## WHAT YOU ARE ASKED TO DO
Every record here must be copied exactly, except for the images it holds.

Records from a data collection
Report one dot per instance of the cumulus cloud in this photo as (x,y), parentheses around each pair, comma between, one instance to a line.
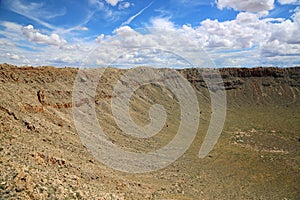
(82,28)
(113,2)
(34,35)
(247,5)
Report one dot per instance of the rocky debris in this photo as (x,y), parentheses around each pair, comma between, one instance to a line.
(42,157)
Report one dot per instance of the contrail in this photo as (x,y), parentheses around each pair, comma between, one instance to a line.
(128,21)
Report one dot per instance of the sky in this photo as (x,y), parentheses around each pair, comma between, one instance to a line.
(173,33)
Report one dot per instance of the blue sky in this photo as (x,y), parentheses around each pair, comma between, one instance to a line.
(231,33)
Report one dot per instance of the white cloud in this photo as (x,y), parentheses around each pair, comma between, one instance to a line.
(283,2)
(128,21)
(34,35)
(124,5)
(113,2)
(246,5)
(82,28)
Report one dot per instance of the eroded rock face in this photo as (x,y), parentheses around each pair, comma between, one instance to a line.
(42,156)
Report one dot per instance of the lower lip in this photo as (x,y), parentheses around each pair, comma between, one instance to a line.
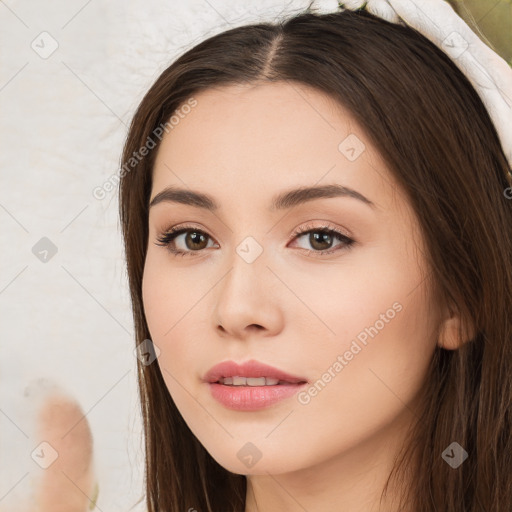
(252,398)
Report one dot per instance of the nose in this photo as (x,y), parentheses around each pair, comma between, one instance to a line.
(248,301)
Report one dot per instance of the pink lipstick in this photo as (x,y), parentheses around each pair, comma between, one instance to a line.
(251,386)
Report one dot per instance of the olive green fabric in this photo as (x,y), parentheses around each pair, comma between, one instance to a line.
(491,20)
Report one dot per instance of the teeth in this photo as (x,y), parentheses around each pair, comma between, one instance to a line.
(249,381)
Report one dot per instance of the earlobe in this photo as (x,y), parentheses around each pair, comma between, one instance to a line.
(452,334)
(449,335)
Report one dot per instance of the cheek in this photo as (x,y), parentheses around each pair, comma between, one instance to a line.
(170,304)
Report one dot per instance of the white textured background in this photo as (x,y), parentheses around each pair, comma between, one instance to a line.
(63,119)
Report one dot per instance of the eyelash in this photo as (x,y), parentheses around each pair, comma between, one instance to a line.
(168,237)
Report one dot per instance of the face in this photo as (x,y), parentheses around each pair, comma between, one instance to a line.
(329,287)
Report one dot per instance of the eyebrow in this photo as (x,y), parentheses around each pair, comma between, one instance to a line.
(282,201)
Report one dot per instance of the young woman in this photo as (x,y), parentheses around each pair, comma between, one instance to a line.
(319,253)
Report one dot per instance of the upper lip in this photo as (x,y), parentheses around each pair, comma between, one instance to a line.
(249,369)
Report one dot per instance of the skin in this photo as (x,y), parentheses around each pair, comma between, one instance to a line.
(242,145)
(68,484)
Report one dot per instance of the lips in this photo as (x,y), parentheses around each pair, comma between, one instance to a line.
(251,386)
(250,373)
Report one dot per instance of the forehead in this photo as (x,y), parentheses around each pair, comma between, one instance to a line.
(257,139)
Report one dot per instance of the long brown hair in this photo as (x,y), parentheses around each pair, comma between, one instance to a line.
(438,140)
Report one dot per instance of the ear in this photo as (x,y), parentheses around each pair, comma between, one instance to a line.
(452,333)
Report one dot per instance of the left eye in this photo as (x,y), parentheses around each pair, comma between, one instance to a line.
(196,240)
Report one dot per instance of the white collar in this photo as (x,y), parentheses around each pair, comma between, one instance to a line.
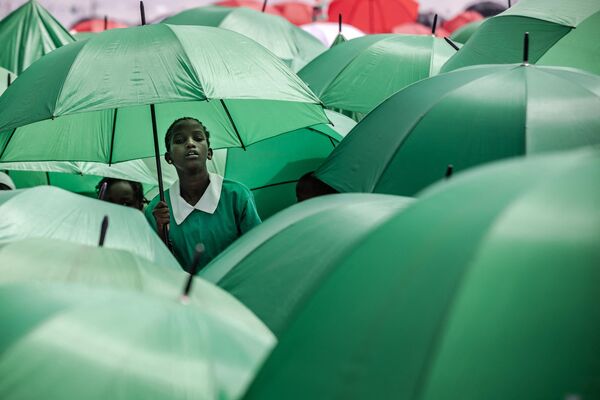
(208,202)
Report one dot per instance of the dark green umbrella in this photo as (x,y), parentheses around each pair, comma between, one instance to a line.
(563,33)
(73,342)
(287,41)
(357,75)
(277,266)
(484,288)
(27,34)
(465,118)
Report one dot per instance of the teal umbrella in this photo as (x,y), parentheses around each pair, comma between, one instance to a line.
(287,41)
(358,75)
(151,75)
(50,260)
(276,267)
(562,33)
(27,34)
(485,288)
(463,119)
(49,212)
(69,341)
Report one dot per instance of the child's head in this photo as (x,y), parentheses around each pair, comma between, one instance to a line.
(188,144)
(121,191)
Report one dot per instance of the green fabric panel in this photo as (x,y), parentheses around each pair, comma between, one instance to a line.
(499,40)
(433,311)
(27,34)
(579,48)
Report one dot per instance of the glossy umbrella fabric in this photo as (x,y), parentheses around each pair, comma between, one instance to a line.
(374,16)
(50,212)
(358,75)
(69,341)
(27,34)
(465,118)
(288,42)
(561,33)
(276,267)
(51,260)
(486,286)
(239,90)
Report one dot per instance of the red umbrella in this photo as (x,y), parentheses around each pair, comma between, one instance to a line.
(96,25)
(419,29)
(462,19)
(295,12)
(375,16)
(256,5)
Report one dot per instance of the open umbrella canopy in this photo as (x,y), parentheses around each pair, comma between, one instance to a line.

## ANSWER
Report one dot per instance of the cumulus cloud in this photo as (x,y), parentheses around each pair, comma between, one instance to a line.
(82,28)
(113,2)
(34,35)
(247,5)
Report one dot per instance of the rocky debris in this photo as (x,y), parentheses around each pair, comma between, one instance to a line.
(42,157)
Report one dot per instance of the contrail in this photo as (x,y), parentheses around each pair, comma between, one instance to a line.
(128,21)
Report one dot per instance of the sky in this photo as (x,y), parentheses around each pair, comma between, one instance to a line.
(173,33)
Report one dot per instance of the blue sky in this photo as (x,y), parentheses around each pair, comma between, one instance to a line.
(231,33)
Report one dot per instance of the white cloud in this photo as (x,y), parentheses around each pair, comma between, one instance to a line.
(283,2)
(128,21)
(34,35)
(124,5)
(113,2)
(246,5)
(82,28)
Report one dot per instance of the eroded rock face in this photo as (x,y), parentheses around each pair, comma between, one instance to a line.
(42,156)
Report one dot per instance of the lower lip in this photo as (x,y), parentheses around each pair, comma between, one instance to a line.
(252,398)
Report one dot per instance of the nose in this photo as (x,y), parentheses around each pair, comma between, one instance to a line.
(248,301)
Report one dot per instance of the pink lipstick in this photo as (x,y), parentheses around each pair, comma between, one instance to a line.
(251,386)
Report one dot per instance of the olive green fabric in this photo as (x,y), parentheses around each pair, comma between, one instance to a line.
(491,20)
Report one dot per instance of the teeth in this photo as (x,y), parentheses around each pair, comma between, one instance to a line.
(249,381)
Report one dot per instance of the earlobe in this photo as (x,y), parentheses around each pair, comma between, one instance to a line.
(452,334)
(449,335)
Report one dot per instance of the cheek in this photo as (x,y), parentheses around each pair, comma between, one instance to a line.
(170,304)
Report one dot per instance of the white textured background in this photo as (x,y), parentheses around each pair, comma between, one instance to a line.
(63,119)
Report one dot per instance of the eyelash in this photo as (x,y), parentheses around each pair, comma between, one instance to a line.
(168,237)
Report one dot per instance of the face in this photo as (x,y), parentheses around each pair, comma between, one instance to a line.
(329,287)
Report one dot per instance of the eyebrow in this photo as (x,y), parentheses around each pair, comma between, one instance to a line.
(282,201)
Report one dot per instance of the young woman in this photo as (x,y), parentheses around each pair, comma between, one instance to a line.
(319,253)
Report one dot per instance of the upper lip in this photo as (x,y), parentheses around each pair, comma between, one instance to a line.
(249,369)
Report one dot per instance of the skin in this photo as (x,y), parentheses around each pair, comma between, one instance to a line.
(242,145)
(68,484)
Report one dot per instance of the lips in this photo as (x,y), parentheses around each pair, comma between, one instance to a line.
(251,386)
(250,373)
Report one dot per instance of the forehead in this photo as (x,y), parentheses around each pair, comma between, one instance to a line.
(257,139)
Report one dot per instance of the long brown hair in this photo as (x,y), parentheses around each pair, comma between, one instance to a line.
(438,140)
Report one dot per instance of the ear in this photo as (x,y), parentheses around each pair, comma between, one instance to a line.
(452,333)
Report one dot per instance of the left eye in this photo as (x,y), parentheses around each pair, comma between, one instance to a line.
(196,240)
Report one dot per instance of the white collar in this photo as (x,y), parentheses around each pair, comma between, one instance to a line.
(208,202)
Report one dot per instance of the dark green umbrella in this photo as (x,y), parentheses around each pair, comma between, one instance to a line.
(563,33)
(73,342)
(287,41)
(357,75)
(277,266)
(484,288)
(27,34)
(465,118)
Report one dot per instance of the teal umbrella in this photo as (x,y), parentheses around each pair, comma between, one instance to a line.
(287,41)
(358,75)
(151,75)
(50,260)
(276,267)
(562,33)
(27,34)
(485,288)
(463,119)
(49,212)
(69,341)
Report one dot per instance of the child's head in this photo as (x,y), parentheses around each pair, comma between, one instance to a line.
(188,144)
(121,191)
Report one dot per instance of the green fabric panel in this photo as (x,y), parentheses around each pair, comma between, one instance to a line.
(499,40)
(433,311)
(27,34)
(579,48)
Report one dot per instance of the glossy umbrella fabric in this photo as (x,y), parentheses around each pair, comma between, one instance to a line.
(374,16)
(50,212)
(358,75)
(69,341)
(27,34)
(465,118)
(288,42)
(561,33)
(276,267)
(51,260)
(486,286)
(239,90)
Report one dot per instance of the red umbrella in this photo as (x,y), parentheses around each pair, comma between, one instance to a line.
(96,25)
(419,29)
(462,19)
(295,12)
(375,16)
(256,5)
Report one dot per instance of the open umbrella canopy in this photo as (x,y), parentheses around each pair, comma between, one instance to a line.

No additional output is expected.